* _WHAT THE TASK ASKS_:
Repeat exactly, and only, the lines below starting at the line that contains "Exercise. Point out the mossy tree" and ending at the line that contains "Exercise. Point out the evergreen", inclusive of both.

**** RECORD EXCERPTS

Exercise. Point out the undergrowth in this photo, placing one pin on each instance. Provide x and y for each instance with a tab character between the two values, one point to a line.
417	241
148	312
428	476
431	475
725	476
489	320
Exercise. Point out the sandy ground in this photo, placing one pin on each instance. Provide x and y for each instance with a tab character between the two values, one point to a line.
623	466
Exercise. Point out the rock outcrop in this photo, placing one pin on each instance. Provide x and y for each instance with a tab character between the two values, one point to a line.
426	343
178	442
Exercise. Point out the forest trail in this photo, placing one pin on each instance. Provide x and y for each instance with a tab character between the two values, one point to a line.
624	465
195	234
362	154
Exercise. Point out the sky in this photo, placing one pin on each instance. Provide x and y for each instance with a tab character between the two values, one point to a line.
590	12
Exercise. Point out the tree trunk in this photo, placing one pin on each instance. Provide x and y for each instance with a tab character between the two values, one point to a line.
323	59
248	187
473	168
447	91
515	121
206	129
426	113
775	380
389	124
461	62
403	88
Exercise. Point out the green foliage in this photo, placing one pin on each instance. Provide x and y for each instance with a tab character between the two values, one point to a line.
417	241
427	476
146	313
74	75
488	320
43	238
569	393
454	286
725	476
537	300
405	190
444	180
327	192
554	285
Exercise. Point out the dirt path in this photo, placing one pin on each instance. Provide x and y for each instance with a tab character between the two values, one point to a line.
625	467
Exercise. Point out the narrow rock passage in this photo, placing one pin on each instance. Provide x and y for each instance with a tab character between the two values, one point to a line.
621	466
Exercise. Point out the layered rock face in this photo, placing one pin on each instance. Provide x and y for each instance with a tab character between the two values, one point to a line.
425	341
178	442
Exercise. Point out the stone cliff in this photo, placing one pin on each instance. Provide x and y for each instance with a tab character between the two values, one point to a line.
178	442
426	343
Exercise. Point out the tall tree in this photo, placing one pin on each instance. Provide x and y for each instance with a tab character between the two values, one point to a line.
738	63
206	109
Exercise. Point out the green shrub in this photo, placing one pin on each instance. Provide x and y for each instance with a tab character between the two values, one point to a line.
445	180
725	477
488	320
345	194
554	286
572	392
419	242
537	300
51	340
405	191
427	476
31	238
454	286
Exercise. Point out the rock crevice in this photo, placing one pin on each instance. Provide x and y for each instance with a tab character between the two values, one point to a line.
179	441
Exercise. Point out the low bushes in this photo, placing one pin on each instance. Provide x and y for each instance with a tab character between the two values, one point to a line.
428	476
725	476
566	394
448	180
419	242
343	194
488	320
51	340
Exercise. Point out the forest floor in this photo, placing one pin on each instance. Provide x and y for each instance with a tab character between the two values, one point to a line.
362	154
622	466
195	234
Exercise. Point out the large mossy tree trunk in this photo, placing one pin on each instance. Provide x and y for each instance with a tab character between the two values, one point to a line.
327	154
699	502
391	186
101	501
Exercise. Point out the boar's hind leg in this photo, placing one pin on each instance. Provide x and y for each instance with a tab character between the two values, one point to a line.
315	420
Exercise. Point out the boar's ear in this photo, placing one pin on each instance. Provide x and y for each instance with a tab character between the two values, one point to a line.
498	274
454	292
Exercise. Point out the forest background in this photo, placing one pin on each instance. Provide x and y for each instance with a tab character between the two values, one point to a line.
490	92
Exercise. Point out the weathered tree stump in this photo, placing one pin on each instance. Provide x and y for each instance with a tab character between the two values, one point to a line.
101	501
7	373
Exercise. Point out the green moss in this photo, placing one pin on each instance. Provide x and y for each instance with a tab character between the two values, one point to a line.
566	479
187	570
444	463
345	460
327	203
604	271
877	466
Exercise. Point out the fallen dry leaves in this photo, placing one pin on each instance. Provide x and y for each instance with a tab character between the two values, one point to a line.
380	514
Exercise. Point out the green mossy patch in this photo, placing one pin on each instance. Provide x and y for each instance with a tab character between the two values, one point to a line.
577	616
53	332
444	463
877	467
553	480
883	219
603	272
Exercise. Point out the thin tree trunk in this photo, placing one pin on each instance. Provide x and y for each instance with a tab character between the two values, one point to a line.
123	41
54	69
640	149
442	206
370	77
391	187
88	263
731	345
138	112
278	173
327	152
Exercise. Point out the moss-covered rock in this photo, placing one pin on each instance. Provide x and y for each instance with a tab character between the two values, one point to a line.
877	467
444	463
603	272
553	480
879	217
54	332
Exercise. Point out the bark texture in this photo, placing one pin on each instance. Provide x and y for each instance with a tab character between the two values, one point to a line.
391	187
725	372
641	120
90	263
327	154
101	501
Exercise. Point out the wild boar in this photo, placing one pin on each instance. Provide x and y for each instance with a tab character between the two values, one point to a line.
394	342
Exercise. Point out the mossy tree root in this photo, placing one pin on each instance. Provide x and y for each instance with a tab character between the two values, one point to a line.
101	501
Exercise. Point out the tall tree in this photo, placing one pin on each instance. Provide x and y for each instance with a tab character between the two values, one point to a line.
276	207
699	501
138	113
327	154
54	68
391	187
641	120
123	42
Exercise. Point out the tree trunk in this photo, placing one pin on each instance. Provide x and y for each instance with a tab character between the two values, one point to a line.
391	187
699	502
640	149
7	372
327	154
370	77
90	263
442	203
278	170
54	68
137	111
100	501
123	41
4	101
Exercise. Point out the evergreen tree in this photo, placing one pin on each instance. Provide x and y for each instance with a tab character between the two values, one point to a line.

********
**** RECORD EXCERPTS

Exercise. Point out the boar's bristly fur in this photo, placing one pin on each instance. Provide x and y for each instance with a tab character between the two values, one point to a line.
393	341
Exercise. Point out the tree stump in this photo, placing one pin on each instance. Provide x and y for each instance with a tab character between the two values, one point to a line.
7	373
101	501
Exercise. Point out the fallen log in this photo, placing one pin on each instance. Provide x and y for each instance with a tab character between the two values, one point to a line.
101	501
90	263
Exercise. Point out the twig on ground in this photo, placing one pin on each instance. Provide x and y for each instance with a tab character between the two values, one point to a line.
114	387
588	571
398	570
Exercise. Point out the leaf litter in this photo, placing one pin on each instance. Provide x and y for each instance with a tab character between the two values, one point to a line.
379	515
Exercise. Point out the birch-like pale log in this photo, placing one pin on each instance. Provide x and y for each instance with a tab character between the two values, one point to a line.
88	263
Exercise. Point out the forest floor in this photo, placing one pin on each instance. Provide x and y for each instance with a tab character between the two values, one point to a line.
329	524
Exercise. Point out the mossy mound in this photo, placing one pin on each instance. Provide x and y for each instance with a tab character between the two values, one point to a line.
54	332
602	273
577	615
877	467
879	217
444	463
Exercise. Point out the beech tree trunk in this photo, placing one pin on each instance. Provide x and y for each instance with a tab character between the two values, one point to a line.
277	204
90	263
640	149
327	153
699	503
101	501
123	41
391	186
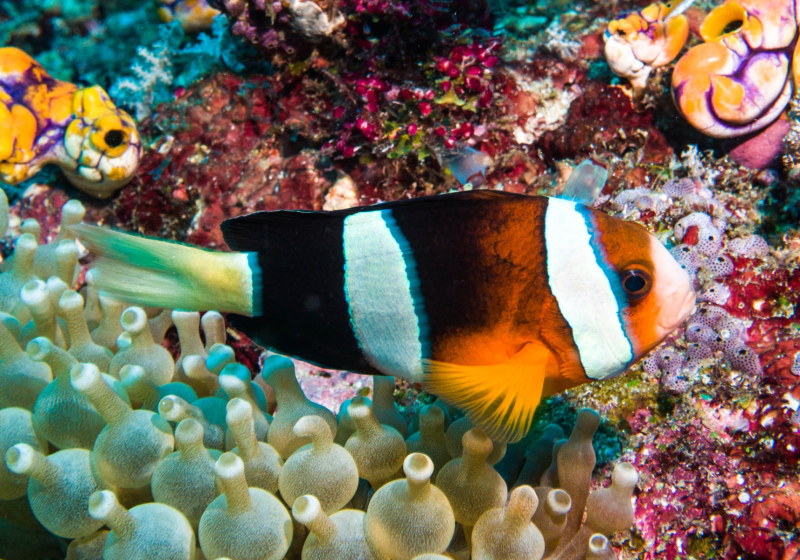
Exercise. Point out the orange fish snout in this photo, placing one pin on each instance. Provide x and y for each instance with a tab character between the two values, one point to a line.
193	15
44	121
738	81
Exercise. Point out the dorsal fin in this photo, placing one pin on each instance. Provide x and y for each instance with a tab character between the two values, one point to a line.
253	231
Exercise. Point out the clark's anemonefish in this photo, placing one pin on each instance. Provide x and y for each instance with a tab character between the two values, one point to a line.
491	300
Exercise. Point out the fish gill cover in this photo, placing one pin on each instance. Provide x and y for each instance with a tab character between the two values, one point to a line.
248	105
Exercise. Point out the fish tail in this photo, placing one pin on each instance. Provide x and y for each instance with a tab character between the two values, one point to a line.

********

* _YOUR SOLUTION_:
Exercise. Point out the mossy tree root in this photo, placing one pin on each instance. Provide x and y for each instance with a tab character between the two values, one point to a line.
101	501
Exercise. Point out the tall tree in this photo, placing one pin on each instance. Provide x and y for each instance with a tab character between the two values, one point to a line.
276	207
699	501
138	113
327	154
54	68
391	187
641	120
123	42
Exercise. Point out the tree trunk in this photo, placing one pin on each instance. Provide x and y for each instance with a tab character between the two values, one point to a line.
391	187
699	502
640	149
7	372
327	154
370	77
90	263
442	203
278	170
54	68
137	111
100	501
123	41
4	101
Exercise. Point out the evergreen tree in this photo, placing one pin on each instance. Provide x and y for each instance with a tab character between the two values, one point to a line.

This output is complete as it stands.